* Challenge
Put every one of the lines below into a two-column CSV with the headers text and answer. Give one row for each set of lines with its points, and write each field in quotes with its line breaks turned into spaces.

* Input rows
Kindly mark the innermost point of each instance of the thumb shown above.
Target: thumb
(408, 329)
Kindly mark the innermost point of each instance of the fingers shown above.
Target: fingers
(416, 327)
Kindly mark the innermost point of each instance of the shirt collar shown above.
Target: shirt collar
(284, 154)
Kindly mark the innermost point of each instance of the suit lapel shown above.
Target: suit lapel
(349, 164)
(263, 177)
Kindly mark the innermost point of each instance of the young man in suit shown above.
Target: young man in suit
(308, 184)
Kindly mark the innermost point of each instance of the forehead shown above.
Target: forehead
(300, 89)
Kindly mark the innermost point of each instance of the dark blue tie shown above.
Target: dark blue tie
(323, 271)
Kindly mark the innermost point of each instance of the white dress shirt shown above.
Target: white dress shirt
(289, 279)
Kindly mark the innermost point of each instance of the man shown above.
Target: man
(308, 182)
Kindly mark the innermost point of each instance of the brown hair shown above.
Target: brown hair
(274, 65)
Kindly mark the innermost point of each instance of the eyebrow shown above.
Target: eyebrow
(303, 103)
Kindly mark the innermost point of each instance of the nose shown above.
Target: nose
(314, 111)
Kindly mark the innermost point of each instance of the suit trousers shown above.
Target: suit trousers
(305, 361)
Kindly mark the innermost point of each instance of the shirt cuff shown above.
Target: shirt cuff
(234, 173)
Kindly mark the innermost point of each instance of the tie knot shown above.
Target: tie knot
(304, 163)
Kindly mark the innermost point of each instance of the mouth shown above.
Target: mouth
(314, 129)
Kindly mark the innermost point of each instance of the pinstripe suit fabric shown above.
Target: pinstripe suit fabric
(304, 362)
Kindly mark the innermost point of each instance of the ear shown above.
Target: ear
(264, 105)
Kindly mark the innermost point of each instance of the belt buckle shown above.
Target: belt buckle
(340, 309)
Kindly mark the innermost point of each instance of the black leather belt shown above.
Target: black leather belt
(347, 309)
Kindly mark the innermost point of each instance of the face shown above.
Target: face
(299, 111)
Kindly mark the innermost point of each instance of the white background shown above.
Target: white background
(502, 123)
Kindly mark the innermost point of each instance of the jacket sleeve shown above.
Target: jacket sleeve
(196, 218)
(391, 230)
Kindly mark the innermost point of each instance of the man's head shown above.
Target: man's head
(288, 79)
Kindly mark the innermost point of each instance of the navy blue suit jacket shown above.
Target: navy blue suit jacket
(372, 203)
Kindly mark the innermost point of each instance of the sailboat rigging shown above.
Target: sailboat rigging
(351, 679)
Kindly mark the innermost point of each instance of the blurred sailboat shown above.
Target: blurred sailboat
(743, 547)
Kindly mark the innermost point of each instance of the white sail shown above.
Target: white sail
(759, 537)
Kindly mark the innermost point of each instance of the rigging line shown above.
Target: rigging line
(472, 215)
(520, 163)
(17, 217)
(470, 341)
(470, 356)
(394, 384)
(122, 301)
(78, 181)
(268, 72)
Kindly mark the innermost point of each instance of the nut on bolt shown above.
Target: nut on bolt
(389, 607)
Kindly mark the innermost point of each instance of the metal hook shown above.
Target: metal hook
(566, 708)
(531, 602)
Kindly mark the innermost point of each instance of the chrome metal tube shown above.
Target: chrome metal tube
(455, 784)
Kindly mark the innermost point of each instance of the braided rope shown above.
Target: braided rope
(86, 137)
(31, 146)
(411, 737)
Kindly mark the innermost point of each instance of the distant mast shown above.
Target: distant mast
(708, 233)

* Solution for this exercise
text,answer
"Kindly mark the innermost point of each instance of the thumb shown above. Target: thumb","(408, 329)"
"Kindly mark the innermost point of each instance of the fingers shown above. Target: fingers","(416, 327)"
"Kindly mark the innermost point of each instance of the shirt collar shown above. Target: shirt collar","(284, 154)"
"Kindly mark the innermost point of each instance of the suit lapel shown above. Target: suit lapel","(349, 164) (263, 177)"
"Kindly mark the innermost point of each instance of the young man in suit shown above. Target: young man in suit","(308, 184)"
"Kindly mark the innermost point of each instance of the forehead shown above. Target: forehead","(300, 89)"
"Kindly mark the innermost point of each instance of the dark blue tie shown above. Target: dark blue tie","(323, 271)"
"Kindly mark the innermost point of each instance of the white dress shirt shown above. Target: white dress shirt","(289, 279)"
"Kindly mark the innermost point of each instance of the man shown above. Target: man","(308, 182)"
"Kindly mark the innermost point of each instance of the brown hair shown above. Target: brown hair","(274, 65)"
"Kindly mark the innermost point of each instance of the eyebrow shown above. Target: eyebrow","(303, 103)"
"Kindly mark the innermost point of each instance of the nose shown above. Target: nose","(314, 111)"
"Kindly mark the innermost point of each instance of the suit trousers shown above. Target: suit trousers","(305, 361)"
"Kindly mark the innermost point of each instance of the shirt cuff shown above. Target: shirt cuff","(234, 173)"
"Kindly mark the innermost point of each instance of the tie knot shown above. Target: tie knot","(304, 163)"
"Kindly mark the innermost point of each instance of the mouth shown above. Target: mouth","(314, 129)"
"Kindly mark the innermost point of each instance of the pinstripe suit fabric shown above. Target: pinstripe suit fabric","(304, 362)"
"Kindly mark the innermost point of each instance of the ear shown above. Target: ear","(264, 105)"
"Kindly mark the innermost point of each instance of the belt buckle shown above. Target: belt buckle","(340, 309)"
"Kindly mark the innermost point of each instance of the black leather belt shown above. Target: black leather belt","(347, 309)"
"Kindly mark the innermost point of each instance of the face shown above. Target: face","(299, 111)"
"Kindly mark the innermost point of each instance of the white background shown above. Target: white background","(502, 123)"
"Kindly mark the innermost point of each instance of the jacket sleeve shown above. Target: jacket sleeve","(196, 218) (391, 230)"
"Kindly mark the innermost point of each instance of the man's head shown above. Target: man's head","(288, 79)"
"Kindly mark the innermost point of each instance of the navy blue suit jacket shown above. Target: navy blue suit jacket","(372, 203)"
"Kindly mark the innermost point of each instance of the sailboat rigging shown above. Target: sailboat rigging","(351, 679)"
"Kindly mark the innermost point of each instance of the blurred sailboat shown above. Target: blurred sailboat","(743, 547)"
"Kindly mark the innermost point of each instance of the white sail shown above. Target: white sail","(759, 537)"
"Kindly mark the innermost point of each instance of the rigging line shown above. Target: rigging line","(472, 215) (520, 163) (17, 217) (470, 341) (470, 356) (394, 384) (122, 301) (78, 181) (268, 72)"
"Kindly mark the innermost point of each instance of the nut on bolt shown above. Target: nut on bolt","(389, 607)"
"Kindly mark the innermost point of each instance of the metal hook shown above. Target: metal hook","(566, 708) (531, 602)"
"Kindly mark the innermost point of each instance of the chrome metal tube shown above. Target: chrome metal tube","(455, 784)"
"Kindly mark the innermost point of each instance of the braided rope shown above. Target: braided rope","(86, 137) (31, 146) (411, 737)"
"Kindly mark the innermost point of each instance of the distant mast shown above. Target: distant mast","(708, 233)"